YOUR OBJECTIVE
Decide whether each statement below agrees with the notes on determinism and free will: 1. Kant adopted this line of reasoning and offered "a priori" dispositions of the mind. 2. When no thief program is consciously started, the default is a free-will course of action. 3. The individual "I" resides only in the brain. Answer yes or no for each, quoting the deciding words from the notes.

SELECTED EXTRACT

==============================

Note: I am under the impression that Spinoza had the same philosophical theory when he wrote: “The movements of our investigative spirit obey real laws”.  If we think well then we are bound to think according to rules that link things one to another.  Kant adopted this reasoning and offered the “a priori” dispositions of the mind.  I think Einstein misinterpreted Kant’s “a priori proposal” because Einstein was engrossed with the deductive processes in resolving the restricted relativity theory.  Einstein was not concerned of how people behave in their daily routines.

Note 1: The abduction field explains the contradictory feeling we have that our actions are determined frequently or following a free-will course of action, occasionally.  For example, if we consciously start with a thief program that is pre-programmed to suit what we want today, we tend to steal objects, events, opportunities on our way.  Otherwise, the default value is the “habit thief program”, and we feel that the day is pretty much determined.

Note 2: The individual “I” is spread all over our organism, physical, genetics, and mental (brain). Decisions are delayed until all the different varieties of “I” reach a working consensus, or a particular I override the other I, depending on which thief program we launched at the start of the day.

==============================

DATASET ENTRIES
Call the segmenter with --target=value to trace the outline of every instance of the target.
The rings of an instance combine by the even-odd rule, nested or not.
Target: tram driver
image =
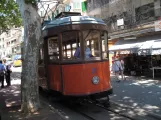
[[[77,47],[77,49],[74,53],[74,57],[80,58],[80,47]],[[93,57],[93,55],[92,55],[92,52],[90,50],[90,45],[86,45],[85,46],[85,58],[88,59],[88,58],[91,58],[91,57]]]

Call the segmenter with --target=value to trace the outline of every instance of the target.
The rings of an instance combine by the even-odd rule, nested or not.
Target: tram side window
[[[43,48],[40,48],[39,50],[39,65],[44,63],[44,50]]]
[[[52,37],[48,39],[48,55],[50,62],[59,60],[58,37]]]
[[[101,60],[100,31],[83,31],[83,40],[85,41],[85,60]]]
[[[101,32],[101,41],[102,41],[102,58],[108,59],[108,36],[107,32]]]
[[[80,59],[80,32],[70,31],[62,34],[63,60]]]

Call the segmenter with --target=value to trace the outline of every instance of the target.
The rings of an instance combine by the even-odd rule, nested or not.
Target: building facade
[[[12,28],[0,35],[0,59],[12,58],[21,54],[21,42],[23,41],[23,28]]]
[[[118,52],[139,73],[161,63],[160,8],[161,0],[87,0],[87,14],[107,24],[110,58]]]

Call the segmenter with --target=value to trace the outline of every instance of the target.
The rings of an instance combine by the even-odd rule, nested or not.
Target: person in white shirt
[[[112,71],[115,73],[117,79],[118,79],[118,82],[120,82],[120,79],[119,79],[119,74],[121,73],[121,76],[122,76],[122,79],[123,79],[123,67],[121,65],[121,62],[119,61],[118,58],[115,58],[115,61],[113,62],[112,64]]]

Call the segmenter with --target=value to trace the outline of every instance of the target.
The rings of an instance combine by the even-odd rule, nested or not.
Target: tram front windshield
[[[59,53],[58,39],[53,39],[56,48],[49,60],[60,61],[100,61],[107,59],[107,33],[98,30],[68,31],[62,33],[62,53]],[[49,39],[50,40],[50,39]],[[51,43],[51,42],[50,42]],[[48,44],[50,44],[48,42]],[[49,45],[48,45],[49,46]],[[51,51],[51,50],[50,50]],[[62,55],[61,57],[58,54]],[[56,59],[51,59],[56,58]]]

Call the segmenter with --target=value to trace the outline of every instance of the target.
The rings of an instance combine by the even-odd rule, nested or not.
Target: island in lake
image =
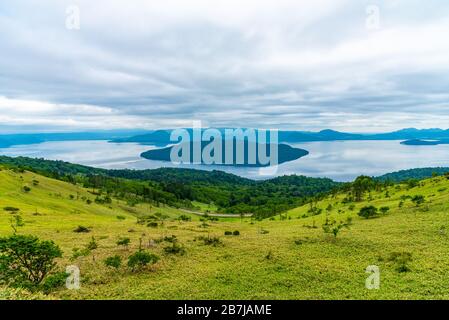
[[[288,144],[255,144],[255,152],[250,155],[250,148],[248,147],[248,142],[245,141],[243,144],[243,153],[240,158],[237,157],[239,154],[239,150],[237,149],[237,144],[233,144],[233,152],[231,155],[231,159],[228,159],[229,155],[225,153],[225,140],[222,140],[219,143],[219,147],[221,148],[221,152],[215,154],[216,150],[210,147],[211,142],[203,141],[201,145],[201,154],[202,157],[200,159],[201,164],[209,164],[209,165],[224,165],[224,166],[236,166],[236,167],[268,167],[271,165],[282,164],[288,161],[297,160],[301,157],[304,157],[309,154],[307,150],[300,148],[293,148]],[[177,150],[173,150],[173,148],[177,148]],[[273,163],[273,161],[268,162],[261,159],[259,155],[259,150],[261,151],[262,157],[267,156],[270,157],[270,149],[277,149],[277,161]],[[179,150],[179,151],[178,151]],[[158,161],[170,161],[173,162],[172,152],[175,152],[176,156],[182,157],[182,153],[186,152],[185,158],[182,161],[183,163],[198,163],[198,161],[194,161],[194,155],[192,150],[194,150],[193,142],[184,142],[178,145],[173,145],[165,148],[153,149],[143,152],[141,157],[148,160],[158,160]],[[213,158],[214,162],[206,162],[204,159],[204,155],[209,156],[209,158]]]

==============================

ANSWER SECTION
1. Yes: "Kant adopted this reasoning and offered the “a priori” dispositions of the mind."
2. No: "Otherwise, the default value is the “habit thief program”, and we feel that the day is pretty much determined."
3. No: "The individual “I” is spread all over our organism, physical, genetics, and mental (brain)."